TRECHO DO DOCUMENTO —

━━━━━━

O motorista para o ônibus fora do ponto, na rua Mato Grosso, atrás do cemitério da Consolação.

Ele desce e se agacha para pegar alguma coisa na sarjeta.

???

— É um maracujá, madurinho — anuncia, feliz, exibindo o troféu para os passageiros das 2 da tarde.

Alguns dos aposentados da parte dianteira do ônibus logo se interessam.

— Lá na minha terra… – diz um.

— Eu conheço de dois tipos. Tem um que é assim…

— Tem um pé bem ali,carregado que só vendo — retoma o motorista.

Descem para ver, dois ou três, mais o motorista.

Ele esquece o ônibus, esquece o trabalho, ergue o indicador e aponta, orgulhoso, para o muro do cemitério:

— Vem lá de cima, tão vendo?

A admiração é geral.

Ninguém reclama de nada.

Os que permaneceram no ônibus também se interessam. Alguns dos que estão do lado esquerdo até se esticam para ver o pé de maracujá.

— Olha aqui, moço — prossegue o motorista, que nessa altura já me parece mais o maestro encantado de uma orquestra que nunca ninguém viu. — Tá vendo, trepado ali na árvore. Olha, cada maracujazão!

━━━━━━

EXTRATOS DOS REGISTROS —
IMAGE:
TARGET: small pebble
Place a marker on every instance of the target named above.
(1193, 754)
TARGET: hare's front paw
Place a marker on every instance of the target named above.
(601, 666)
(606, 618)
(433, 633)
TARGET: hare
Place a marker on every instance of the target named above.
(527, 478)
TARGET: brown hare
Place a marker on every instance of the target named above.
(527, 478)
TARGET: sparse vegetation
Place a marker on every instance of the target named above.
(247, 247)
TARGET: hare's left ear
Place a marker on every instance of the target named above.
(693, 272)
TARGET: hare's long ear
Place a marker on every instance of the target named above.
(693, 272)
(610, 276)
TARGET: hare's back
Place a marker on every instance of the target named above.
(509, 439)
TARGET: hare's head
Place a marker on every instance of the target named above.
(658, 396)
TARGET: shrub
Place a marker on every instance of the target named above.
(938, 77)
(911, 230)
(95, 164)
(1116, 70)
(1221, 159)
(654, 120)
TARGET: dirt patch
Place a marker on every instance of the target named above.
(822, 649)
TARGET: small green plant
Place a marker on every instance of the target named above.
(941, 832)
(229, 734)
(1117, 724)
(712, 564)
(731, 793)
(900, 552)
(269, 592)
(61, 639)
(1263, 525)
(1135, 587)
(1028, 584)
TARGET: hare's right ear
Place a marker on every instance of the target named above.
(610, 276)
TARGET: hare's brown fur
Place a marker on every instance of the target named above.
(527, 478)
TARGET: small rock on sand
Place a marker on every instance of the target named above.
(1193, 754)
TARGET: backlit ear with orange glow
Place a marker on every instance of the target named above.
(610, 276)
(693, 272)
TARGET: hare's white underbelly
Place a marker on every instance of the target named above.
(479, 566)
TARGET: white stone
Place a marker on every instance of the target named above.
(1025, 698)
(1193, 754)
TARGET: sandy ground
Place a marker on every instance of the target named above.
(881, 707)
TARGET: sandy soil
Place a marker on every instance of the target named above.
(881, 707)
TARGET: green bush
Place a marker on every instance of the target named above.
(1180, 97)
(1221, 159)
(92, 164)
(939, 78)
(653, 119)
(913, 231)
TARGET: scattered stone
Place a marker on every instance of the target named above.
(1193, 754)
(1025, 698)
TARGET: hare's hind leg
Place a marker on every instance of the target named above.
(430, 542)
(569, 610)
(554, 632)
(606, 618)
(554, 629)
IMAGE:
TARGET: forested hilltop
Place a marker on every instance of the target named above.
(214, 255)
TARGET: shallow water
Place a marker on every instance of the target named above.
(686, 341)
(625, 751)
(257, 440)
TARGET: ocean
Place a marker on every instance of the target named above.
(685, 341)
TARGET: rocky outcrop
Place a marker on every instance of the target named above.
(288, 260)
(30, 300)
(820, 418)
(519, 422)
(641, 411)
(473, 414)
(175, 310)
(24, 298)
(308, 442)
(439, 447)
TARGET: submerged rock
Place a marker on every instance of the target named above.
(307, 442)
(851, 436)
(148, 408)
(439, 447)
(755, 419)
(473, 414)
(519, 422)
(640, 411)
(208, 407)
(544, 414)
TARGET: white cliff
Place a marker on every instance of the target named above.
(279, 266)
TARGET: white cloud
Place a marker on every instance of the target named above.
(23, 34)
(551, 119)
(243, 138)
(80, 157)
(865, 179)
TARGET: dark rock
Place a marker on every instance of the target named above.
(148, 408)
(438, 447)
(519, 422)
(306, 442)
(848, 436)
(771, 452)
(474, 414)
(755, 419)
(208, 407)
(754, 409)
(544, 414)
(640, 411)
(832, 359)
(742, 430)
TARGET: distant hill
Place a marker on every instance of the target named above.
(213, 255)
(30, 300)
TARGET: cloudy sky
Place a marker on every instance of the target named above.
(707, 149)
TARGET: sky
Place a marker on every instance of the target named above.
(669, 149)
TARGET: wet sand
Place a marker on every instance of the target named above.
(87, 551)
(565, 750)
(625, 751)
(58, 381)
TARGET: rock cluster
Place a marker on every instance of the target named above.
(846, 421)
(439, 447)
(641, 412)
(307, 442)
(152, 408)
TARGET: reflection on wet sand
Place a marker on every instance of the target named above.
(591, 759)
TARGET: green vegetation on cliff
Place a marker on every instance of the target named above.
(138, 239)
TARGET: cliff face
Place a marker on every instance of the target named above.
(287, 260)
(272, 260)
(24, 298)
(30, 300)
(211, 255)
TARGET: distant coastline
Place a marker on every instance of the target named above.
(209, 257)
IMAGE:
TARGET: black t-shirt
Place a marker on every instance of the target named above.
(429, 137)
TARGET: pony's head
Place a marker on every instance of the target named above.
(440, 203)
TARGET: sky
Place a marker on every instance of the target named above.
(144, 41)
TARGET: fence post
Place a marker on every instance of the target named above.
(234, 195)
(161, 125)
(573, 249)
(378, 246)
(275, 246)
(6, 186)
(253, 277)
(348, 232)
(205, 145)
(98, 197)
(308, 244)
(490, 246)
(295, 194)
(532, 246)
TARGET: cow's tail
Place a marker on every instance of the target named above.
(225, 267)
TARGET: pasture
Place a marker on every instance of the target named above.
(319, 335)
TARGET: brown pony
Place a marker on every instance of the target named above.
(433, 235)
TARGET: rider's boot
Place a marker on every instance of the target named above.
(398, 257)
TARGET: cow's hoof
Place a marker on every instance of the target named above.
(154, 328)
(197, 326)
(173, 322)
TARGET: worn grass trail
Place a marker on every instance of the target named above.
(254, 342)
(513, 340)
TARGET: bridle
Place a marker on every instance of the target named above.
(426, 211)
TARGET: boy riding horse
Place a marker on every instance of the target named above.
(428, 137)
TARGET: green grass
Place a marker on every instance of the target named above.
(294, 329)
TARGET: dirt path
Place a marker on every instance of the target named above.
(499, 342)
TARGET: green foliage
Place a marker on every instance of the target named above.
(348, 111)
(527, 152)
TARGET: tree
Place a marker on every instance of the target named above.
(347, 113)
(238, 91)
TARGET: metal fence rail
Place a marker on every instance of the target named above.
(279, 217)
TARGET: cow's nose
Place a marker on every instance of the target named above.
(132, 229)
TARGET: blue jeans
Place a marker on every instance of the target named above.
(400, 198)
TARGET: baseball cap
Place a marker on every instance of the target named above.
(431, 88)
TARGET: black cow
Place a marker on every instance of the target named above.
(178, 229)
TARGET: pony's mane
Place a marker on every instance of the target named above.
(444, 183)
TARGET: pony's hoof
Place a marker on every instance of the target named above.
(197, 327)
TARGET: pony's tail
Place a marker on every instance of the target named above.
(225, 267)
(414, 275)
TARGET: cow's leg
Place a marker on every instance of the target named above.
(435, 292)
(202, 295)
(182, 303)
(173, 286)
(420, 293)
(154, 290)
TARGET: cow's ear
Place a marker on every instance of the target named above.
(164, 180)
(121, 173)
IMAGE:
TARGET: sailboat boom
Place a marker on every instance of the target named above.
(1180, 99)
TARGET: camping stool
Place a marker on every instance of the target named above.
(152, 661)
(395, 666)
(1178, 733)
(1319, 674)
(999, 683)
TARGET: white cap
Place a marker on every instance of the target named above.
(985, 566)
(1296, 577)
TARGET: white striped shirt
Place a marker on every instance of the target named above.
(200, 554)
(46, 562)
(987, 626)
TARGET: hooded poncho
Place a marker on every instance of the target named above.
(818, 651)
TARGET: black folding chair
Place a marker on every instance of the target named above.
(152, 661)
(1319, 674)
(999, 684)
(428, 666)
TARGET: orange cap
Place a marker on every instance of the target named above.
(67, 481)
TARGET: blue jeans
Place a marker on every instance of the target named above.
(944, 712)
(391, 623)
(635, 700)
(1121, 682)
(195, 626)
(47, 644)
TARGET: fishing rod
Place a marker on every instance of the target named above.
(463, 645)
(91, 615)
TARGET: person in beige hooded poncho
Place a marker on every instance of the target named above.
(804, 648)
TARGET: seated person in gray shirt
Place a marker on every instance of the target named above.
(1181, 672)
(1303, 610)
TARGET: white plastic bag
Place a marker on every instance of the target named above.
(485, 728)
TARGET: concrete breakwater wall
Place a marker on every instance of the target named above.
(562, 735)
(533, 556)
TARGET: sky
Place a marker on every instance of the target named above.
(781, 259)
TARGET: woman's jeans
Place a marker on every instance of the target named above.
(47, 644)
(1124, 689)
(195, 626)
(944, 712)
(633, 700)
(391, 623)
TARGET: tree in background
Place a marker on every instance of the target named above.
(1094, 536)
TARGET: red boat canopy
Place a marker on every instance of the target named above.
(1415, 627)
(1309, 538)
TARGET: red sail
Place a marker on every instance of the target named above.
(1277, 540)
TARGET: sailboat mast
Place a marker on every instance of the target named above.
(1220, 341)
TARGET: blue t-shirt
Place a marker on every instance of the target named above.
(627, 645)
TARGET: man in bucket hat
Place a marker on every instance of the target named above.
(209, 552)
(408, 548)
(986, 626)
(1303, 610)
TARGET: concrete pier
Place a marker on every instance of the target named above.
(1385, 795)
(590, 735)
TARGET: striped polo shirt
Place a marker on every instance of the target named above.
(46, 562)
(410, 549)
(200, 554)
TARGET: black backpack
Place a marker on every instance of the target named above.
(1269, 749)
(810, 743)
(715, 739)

━━━━━━

INSTRUÇÕES DA TAREFA — Por favor, diga em que rua o motorista para o ônibus, segundo o trecho do documento.

PROBLEMA RESOLVIDO — Na rua Mato Grosso, atrás do cemitério da Consolação.